* _EXTRACTED RECORDS_:
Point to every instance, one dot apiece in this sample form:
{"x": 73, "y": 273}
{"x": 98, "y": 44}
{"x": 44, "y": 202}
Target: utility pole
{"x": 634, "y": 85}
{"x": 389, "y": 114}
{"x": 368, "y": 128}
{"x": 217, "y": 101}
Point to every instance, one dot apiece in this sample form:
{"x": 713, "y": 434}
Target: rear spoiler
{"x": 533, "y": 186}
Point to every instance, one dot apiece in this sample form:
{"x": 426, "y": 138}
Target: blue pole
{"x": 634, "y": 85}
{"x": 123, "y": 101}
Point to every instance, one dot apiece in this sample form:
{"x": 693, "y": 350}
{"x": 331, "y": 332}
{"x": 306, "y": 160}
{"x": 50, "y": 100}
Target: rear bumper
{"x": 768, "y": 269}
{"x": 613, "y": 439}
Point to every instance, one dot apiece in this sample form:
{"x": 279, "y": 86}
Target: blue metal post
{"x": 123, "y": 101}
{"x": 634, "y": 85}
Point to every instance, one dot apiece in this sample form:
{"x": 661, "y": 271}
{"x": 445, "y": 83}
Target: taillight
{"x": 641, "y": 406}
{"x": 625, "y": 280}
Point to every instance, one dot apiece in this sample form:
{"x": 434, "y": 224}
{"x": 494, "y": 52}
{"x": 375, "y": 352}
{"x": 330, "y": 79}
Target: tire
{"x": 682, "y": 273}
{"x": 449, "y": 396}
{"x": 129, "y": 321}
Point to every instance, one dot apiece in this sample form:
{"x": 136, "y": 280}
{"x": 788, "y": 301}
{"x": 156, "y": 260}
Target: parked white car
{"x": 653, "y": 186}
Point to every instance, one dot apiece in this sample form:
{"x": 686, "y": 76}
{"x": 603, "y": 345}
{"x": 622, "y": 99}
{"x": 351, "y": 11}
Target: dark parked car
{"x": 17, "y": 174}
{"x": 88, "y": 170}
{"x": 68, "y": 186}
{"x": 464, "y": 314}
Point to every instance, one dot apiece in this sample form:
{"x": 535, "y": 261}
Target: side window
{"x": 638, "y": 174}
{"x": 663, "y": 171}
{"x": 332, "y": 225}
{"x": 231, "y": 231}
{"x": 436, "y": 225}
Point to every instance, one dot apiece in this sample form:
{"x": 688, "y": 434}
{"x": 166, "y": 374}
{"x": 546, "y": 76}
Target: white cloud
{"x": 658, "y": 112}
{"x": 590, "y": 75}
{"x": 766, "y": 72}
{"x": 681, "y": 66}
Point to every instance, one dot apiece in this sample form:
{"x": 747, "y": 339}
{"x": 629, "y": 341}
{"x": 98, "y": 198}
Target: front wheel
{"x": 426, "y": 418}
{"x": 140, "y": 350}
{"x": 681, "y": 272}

* _CHALLENGE_:
Exactly as written, please output every entry.

* _RESULT_:
Point to every instance, one dot apiece in this sample form:
{"x": 73, "y": 273}
{"x": 98, "y": 44}
{"x": 44, "y": 202}
Target: utility pole
{"x": 634, "y": 85}
{"x": 389, "y": 114}
{"x": 368, "y": 128}
{"x": 217, "y": 101}
Point to every instance, one dot apiece in this sample form:
{"x": 713, "y": 434}
Target: rear spoiler
{"x": 533, "y": 186}
Point to every instance, one dot apiece in this sample form:
{"x": 426, "y": 138}
Target: blue pole
{"x": 634, "y": 85}
{"x": 123, "y": 101}
Point to every instance, one dot apiece in this sample form:
{"x": 693, "y": 350}
{"x": 331, "y": 332}
{"x": 306, "y": 160}
{"x": 50, "y": 100}
Target: rear bumper
{"x": 768, "y": 269}
{"x": 613, "y": 439}
Point to every instance, one dot apiece in this sample form:
{"x": 279, "y": 86}
Target: blue metal post
{"x": 123, "y": 101}
{"x": 634, "y": 85}
Point to every instance, one dot apiece in this sample form:
{"x": 661, "y": 271}
{"x": 445, "y": 83}
Target: taillight
{"x": 641, "y": 406}
{"x": 625, "y": 280}
Point to every instance, one dot apiece in this sample form:
{"x": 434, "y": 224}
{"x": 494, "y": 52}
{"x": 375, "y": 352}
{"x": 330, "y": 79}
Target: tire
{"x": 682, "y": 273}
{"x": 449, "y": 396}
{"x": 129, "y": 321}
Point to every instance, one dot apiece in this sample form:
{"x": 136, "y": 280}
{"x": 788, "y": 301}
{"x": 156, "y": 260}
Target: parked white car
{"x": 653, "y": 186}
Point to every instance, one dot apiece in this sample form:
{"x": 686, "y": 76}
{"x": 603, "y": 345}
{"x": 622, "y": 99}
{"x": 351, "y": 11}
Target: dark parked car
{"x": 17, "y": 174}
{"x": 88, "y": 170}
{"x": 68, "y": 186}
{"x": 464, "y": 314}
Point to every instance, one dot apiece in this sample form:
{"x": 535, "y": 261}
Target: side window
{"x": 638, "y": 174}
{"x": 663, "y": 171}
{"x": 332, "y": 225}
{"x": 231, "y": 231}
{"x": 436, "y": 225}
Point to every instance, one dot apiece in this sample form:
{"x": 688, "y": 434}
{"x": 166, "y": 374}
{"x": 546, "y": 76}
Target: white cloud
{"x": 658, "y": 112}
{"x": 590, "y": 75}
{"x": 766, "y": 72}
{"x": 681, "y": 66}
Point to every instance, one dot apiece in this sample form:
{"x": 747, "y": 339}
{"x": 629, "y": 341}
{"x": 98, "y": 198}
Target: front wheel
{"x": 426, "y": 418}
{"x": 140, "y": 350}
{"x": 681, "y": 272}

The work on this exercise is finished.